◆ Recorded data:
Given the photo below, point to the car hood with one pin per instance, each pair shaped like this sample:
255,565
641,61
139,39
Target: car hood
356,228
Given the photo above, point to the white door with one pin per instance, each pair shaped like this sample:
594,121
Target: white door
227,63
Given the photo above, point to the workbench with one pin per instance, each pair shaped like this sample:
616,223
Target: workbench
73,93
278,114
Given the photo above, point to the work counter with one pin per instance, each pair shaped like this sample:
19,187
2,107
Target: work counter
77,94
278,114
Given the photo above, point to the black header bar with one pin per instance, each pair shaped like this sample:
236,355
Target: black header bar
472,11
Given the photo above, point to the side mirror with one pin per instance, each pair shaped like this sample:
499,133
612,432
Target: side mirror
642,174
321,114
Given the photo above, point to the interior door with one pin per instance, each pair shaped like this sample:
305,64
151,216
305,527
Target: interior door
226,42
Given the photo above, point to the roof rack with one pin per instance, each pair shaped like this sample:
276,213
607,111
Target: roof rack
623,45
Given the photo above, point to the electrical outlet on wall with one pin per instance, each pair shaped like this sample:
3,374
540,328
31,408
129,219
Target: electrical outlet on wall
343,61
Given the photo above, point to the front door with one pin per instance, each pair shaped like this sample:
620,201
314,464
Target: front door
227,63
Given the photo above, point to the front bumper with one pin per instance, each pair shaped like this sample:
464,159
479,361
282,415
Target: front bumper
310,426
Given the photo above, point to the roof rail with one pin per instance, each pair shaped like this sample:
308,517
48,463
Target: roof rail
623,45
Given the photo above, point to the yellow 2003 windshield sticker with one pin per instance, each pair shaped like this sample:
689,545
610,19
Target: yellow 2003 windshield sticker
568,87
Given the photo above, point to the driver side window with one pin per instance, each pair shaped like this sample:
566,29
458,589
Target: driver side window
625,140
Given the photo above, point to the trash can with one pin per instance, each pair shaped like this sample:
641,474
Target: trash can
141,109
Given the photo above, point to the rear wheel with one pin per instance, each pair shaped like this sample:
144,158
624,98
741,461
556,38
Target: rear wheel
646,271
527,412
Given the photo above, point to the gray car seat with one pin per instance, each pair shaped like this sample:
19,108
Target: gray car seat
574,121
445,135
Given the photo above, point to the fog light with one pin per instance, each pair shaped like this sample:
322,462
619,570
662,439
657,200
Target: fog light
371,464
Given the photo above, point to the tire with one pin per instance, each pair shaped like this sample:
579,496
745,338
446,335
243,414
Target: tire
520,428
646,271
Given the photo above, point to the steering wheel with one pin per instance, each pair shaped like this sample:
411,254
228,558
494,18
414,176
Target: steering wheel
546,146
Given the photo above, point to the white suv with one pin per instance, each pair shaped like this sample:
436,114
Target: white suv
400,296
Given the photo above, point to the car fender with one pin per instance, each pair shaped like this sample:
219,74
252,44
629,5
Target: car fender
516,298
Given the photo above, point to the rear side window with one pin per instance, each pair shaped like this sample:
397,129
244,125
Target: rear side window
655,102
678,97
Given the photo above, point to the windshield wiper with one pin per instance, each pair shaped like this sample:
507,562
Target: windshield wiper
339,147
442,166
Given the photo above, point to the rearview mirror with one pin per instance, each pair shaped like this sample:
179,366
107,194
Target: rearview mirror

◆ EXERCISE DIRECTIONS: Give back all the records exactly as they stand.

◆ SOLUTION FOR THIS EXERCISE:
Given the photo below, point to the car hood with one pin per instance, each pair shaped like this sample:
255,565
641,61
139,39
Target: car hood
356,228
Given the photo above, point to the white door with one pin per instance, each pair shaped like this sample:
594,121
Target: white door
227,63
Given the photo above, point to the workbench with one pin per instance, each pair shaped like this sample:
616,223
Target: workbench
73,93
278,114
Given the photo above, point to the work counter with one pin per instance, each pair shaped like this sample:
19,187
2,107
Target: work counter
77,94
278,114
Given the photo above, point to the black header bar with one pin per instance, each pair shaped like this sample:
236,355
Target: black header bar
472,11
Given the photo above, point to the side mirror with one pin per instance, each pair shaped like this sample:
499,133
612,432
Target: side mirror
642,174
321,114
Given the photo above, point to the interior door with one pin per instance, each pair shaped like this sample:
305,64
151,216
305,527
Target: interior door
226,42
Given the photo above, point to the roof rack with one pin per instance, each pair shaped like this sample:
276,213
607,111
Target: roof rack
623,45
Given the photo above, point to the electrical outlet on wall with one pin per instance, each pair shaped like this sample:
3,374
540,328
31,408
129,219
Target: electrical outlet on wall
343,61
Given the photo above, point to the front door with one pin per instance, each pair shaped like this sample:
620,201
314,464
Target: front door
227,63
Given the photo above, point to the front bumper with one pin per instance, each pair shaped like this sample:
464,159
479,361
282,415
Target: front bumper
310,426
Given the photo above, point to the roof rail with one pin per instance, each pair shaped like this sample:
308,517
48,463
Target: roof rail
623,45
Given the photo above, point to the yellow 2003 windshield sticker with one pin per instance, each pair shaped like this sample:
689,545
610,19
Target: yellow 2003 windshield sticker
568,87
Given the photo above, point to the driver side window with one pin per instance, each pair shaped like this sample:
566,29
458,589
Target: driver side window
625,140
Given the photo above, point to the trash can with one pin per instance, each pair shaped like this sample:
641,474
Target: trash can
141,109
Given the photo above, point to the rear wheel with one pin per instance, each pair shaped like this sample:
144,158
624,98
741,461
556,38
Target: rear wheel
646,271
527,412
Given the photo above, point to the gray car seat with one pin per instance, each pair shaped like this sample:
19,108
Target: gray car seat
574,121
445,135
Given the photo above, point to the fog light with one pin per instance, each pair shaped like this sample:
322,462
619,570
662,439
657,200
Target: fog light
371,464
Given the photo above, point to the tire with one pin per instance, each pair shaped like this sample:
579,496
745,338
446,335
243,414
Target: tire
520,428
646,271
Given the photo above, point to the steering wheel with one pin per instance, each pair shaped like this sample:
411,254
228,558
494,18
414,176
Target: steering wheel
546,146
Given the photo above, point to the white suv with one pin per instance, each pair shaped like this sample:
436,114
Target: white suv
400,296
Given the photo above, point to the car fender with one pin per instance, each pair shaped like this sample:
219,74
252,44
629,5
Target: car fender
516,298
Given the photo above, point to the rear side window with one pin per instance, each pair shaped like this sample:
397,129
244,125
Target: rear side window
655,102
678,97
Given the photo above, point to the windshield wiper with one pin per instance, each pair shaped like this sample:
507,562
Target: windshield wiper
339,147
442,166
Given the photo above, point to the rearview mirror with one pin per instance, each pair shaped like this sample:
179,366
107,194
Target: rearview mirror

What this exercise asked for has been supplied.